**** RECORDS

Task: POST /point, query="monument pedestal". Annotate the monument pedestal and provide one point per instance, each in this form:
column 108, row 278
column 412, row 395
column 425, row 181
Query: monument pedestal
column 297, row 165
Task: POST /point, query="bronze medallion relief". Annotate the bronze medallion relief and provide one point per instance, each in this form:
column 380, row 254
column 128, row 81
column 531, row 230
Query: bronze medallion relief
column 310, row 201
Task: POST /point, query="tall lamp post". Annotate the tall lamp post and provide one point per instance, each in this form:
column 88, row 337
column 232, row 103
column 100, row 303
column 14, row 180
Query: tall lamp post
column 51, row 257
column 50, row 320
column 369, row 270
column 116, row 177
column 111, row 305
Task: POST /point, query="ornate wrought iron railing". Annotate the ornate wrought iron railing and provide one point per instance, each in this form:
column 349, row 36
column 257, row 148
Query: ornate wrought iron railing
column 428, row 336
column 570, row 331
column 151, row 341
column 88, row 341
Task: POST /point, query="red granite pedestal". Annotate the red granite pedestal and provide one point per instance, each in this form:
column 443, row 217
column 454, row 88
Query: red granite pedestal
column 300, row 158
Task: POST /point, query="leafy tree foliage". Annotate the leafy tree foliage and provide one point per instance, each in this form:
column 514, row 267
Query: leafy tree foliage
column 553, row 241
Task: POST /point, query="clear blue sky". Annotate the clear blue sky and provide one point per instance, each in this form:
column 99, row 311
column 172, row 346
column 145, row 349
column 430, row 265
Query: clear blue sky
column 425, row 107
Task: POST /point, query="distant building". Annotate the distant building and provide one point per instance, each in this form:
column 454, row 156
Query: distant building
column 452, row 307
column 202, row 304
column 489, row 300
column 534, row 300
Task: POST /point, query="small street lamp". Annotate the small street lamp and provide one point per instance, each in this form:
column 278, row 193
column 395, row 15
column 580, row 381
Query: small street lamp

********

:: AIM OF THE EXERCISE ::
The data must be transcribed in full. Every word stays the same.

:: ANSWER FOR THE TASK ::
Task: POST /point, query="monument pedestal". Annotate the monument pedestal and provide one point per instance, each in this form:
column 108, row 278
column 412, row 395
column 425, row 181
Query: monument pedestal
column 297, row 165
Task: POST /point, query="bronze medallion relief". Annotate the bronze medallion relief and provide one point per instance, each in this form:
column 380, row 254
column 128, row 81
column 531, row 230
Query: bronze medallion relief
column 310, row 201
Task: POST /point, query="tall lamp post". Annotate the tall lamp post and provide one point per instance, each in this form:
column 88, row 337
column 232, row 103
column 100, row 303
column 14, row 180
Query: tall lamp post
column 51, row 257
column 50, row 320
column 369, row 270
column 116, row 177
column 111, row 305
Task: POST /point, query="ornate wrought iron railing". Annotate the ornate wrought iron railing and provide one point per instance, each in this form:
column 349, row 36
column 257, row 148
Query: ornate wrought iron railing
column 428, row 336
column 570, row 331
column 151, row 341
column 88, row 341
Task: POST /point, query="red granite pedestal". Annotate the red granite pedestal and provide one point per instance, each in this form:
column 443, row 217
column 454, row 88
Query: red granite pedestal
column 300, row 158
Task: POST /point, query="leafy tree foliage". Annotate the leafy tree foliage and provide one point per instance, each in this form:
column 514, row 267
Query: leafy tree foliage
column 553, row 241
Task: POST /point, query="clear blue sky". Annotate the clear blue sky and provide one point per instance, each in this form:
column 99, row 311
column 172, row 346
column 145, row 349
column 430, row 265
Query: clear blue sky
column 425, row 107
Task: POST /point, query="distant building". Annotate the distant building and provide one point per instance, each in this form:
column 454, row 156
Query: distant building
column 452, row 307
column 202, row 304
column 489, row 300
column 534, row 300
Task: POST /point, query="small street lamp". Annotate the small street lamp and provide one point per instance, each in this form:
column 278, row 193
column 395, row 15
column 580, row 381
Query: small street lamp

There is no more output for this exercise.